══ Source extract ══
But how can we develop such an approach? Is there any way for readings of postdictatorship films to avoid becoming psychologizing, hypertheoretical, or fixated on trauma and mourning? How likely are we to delve into these moving stories without missing larger problems? I would like to suggest that, to develop such an approach, we need to restore what trauma theory overlooks: historicity. By historicity I mean not only the filmic representation of history but also the particular qualities that films, like other texts, adopt as a result of them being inscribed in history. This inscription manifests on two different, interrelated levels. Synchronically, films are marked by their present of enunciation: they are affected by the tensions and impulses of a certain historical moment. Films materialize existing social discourses and at the same time contribute to creating these discourses. They belong to (and contribute to the creation of) particular ideological and discursive formations. In other words, films have historicity because they emerge within a concrete, particular present—and because they are being read at that concrete, particular present.9 Yet, as La Capra (2004, 1) famously stated, “History is always in transit.” Films, like other texts, are not only inscribed in the present but are also affected by temporality: they are marked by earlier historical moments—whose residual components, as Raymond Williams (1977, 53) would say, in large part constitute their present—and they are open to the future. Films might anticipate and shape historical moments yet to come. They might also be read at a forthcoming historical moment, thereby achieving new meanings. An analysis that attends to postdictatorship cinema’s historicity must then simultaneously take into account three interrelated levels of interpretation: the filmic representation of history, the dialectical relationships between this representation and the film’s present of enunciation, and its temporal (diachronic) localization in history.10

An example from a well-known film might help to clarify this. Interpreting La historia oficial while attending to historicity means, first, analyzing how history is being represented within the narrative: how Gaby’s story discloses hidden aspects of the military years, how this disclosure affects nationalist discourse, and so on. Second, paying attention to historicity entails dialectically linking this internal representation with the film’s present of enunciation. How does the internal representation shape social discourses in the early democracy? And how do social discourses in the early democracy make possible the emergence of this particular representation? How does the plight of a fictional average family affect real average families in 1985? And how do existing notions of family enable fictional representation at that specific moment? Finally, acknowledging historicity means recognizing that Puenzo’s film both engages past narratives and is read over time. How does La historia oficial build on or challenge pre-1980s Argentine cinema? What does the film say in the 1990s, in the wake of the Menemist decrees releasing the imprisoned members of the military junta? How does it speak to us in 2015, when the fate of the disappeared and their children is already known and was at the center of official discourse during kirchnerismo?
═══
══ Data shown ══
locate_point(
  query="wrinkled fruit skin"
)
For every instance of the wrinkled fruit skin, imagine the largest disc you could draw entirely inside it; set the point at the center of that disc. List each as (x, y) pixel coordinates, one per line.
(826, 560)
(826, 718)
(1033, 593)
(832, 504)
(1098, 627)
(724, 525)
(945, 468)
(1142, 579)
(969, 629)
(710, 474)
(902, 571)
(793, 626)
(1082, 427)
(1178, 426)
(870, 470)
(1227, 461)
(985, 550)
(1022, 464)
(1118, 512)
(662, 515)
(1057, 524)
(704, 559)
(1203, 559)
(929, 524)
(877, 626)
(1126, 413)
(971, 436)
═══
» Task list
A - Summarize the passage on historicity in postdictatorship cinema in two sentences.
B - In the passage on postdictatorship cinema, what did La Capra state about history?

» Numbered answers
A - The author proposes restoring historicity, which trauma theory overlooks, as the basis for reading postdictatorship films. This means attending to how a film represents history, how that representation relates dialectically to its present of enunciation, and where it sits diachronically in history, as illustrated with La historia oficial.

B - La Capra stated that "History is always in transit."